INSTRUCTIONS FOR THE TASK: Gather each line of the material below that contains the string "target". Case counts, so include only lines where the capitals and lowercase letters match.

DATASET CONTENT:

──────

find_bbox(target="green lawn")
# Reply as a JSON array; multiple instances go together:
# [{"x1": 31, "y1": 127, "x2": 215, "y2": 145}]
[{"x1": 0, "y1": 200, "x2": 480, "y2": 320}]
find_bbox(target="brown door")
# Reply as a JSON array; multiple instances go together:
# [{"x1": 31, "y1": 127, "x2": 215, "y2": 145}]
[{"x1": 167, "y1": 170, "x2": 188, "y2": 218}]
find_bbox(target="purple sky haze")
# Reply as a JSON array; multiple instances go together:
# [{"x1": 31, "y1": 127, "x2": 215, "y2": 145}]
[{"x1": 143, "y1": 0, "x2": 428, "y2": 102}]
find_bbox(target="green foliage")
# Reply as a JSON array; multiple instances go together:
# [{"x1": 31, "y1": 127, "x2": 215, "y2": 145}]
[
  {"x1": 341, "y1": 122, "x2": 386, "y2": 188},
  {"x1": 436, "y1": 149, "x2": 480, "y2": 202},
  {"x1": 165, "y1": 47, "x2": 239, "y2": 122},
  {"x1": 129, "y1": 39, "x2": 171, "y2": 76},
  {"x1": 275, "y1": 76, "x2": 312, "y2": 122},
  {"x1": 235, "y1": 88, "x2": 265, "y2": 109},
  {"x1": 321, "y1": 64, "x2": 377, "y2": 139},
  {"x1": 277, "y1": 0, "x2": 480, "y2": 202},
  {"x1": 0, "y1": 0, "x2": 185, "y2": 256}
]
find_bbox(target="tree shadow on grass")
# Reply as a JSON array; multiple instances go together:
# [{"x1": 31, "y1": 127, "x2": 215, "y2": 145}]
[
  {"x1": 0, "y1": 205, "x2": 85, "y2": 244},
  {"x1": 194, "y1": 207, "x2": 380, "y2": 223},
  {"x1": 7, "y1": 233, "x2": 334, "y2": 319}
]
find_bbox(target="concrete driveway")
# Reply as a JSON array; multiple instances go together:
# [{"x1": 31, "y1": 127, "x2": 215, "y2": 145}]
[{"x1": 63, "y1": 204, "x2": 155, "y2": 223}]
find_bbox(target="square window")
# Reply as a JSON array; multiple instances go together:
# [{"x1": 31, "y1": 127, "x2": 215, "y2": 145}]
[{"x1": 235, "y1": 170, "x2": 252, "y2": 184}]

──────

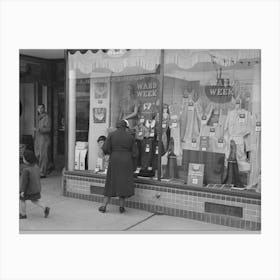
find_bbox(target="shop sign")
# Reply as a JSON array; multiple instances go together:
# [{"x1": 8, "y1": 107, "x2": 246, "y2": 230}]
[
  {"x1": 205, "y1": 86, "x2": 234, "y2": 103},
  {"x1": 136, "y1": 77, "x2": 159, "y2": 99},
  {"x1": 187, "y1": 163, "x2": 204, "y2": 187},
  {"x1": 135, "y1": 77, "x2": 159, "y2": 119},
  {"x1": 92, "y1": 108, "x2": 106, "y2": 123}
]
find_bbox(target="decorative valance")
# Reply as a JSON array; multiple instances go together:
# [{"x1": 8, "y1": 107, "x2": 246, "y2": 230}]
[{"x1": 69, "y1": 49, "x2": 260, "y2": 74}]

──────

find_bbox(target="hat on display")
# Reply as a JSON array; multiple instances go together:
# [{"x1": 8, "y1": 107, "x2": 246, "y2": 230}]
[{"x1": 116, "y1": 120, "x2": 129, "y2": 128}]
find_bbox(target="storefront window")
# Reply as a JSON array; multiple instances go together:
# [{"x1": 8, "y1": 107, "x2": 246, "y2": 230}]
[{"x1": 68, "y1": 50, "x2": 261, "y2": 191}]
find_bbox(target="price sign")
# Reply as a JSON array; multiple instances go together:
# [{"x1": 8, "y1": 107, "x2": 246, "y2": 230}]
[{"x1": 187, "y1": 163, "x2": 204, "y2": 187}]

──────

EXPECTED ANSWER:
find_bbox(target="green lawn")
find_bbox(target="brown door")
find_bbox(target="purple sky haze")
find_bbox(target="green foliage")
find_bbox(target="tree shadow on grass")
find_bbox(target="concrete driveway")
find_bbox(target="square window")
find_bbox(target="shop sign")
find_bbox(target="decorative valance")
find_bbox(target="hat on display")
find_bbox(target="storefront window")
find_bbox(target="price sign")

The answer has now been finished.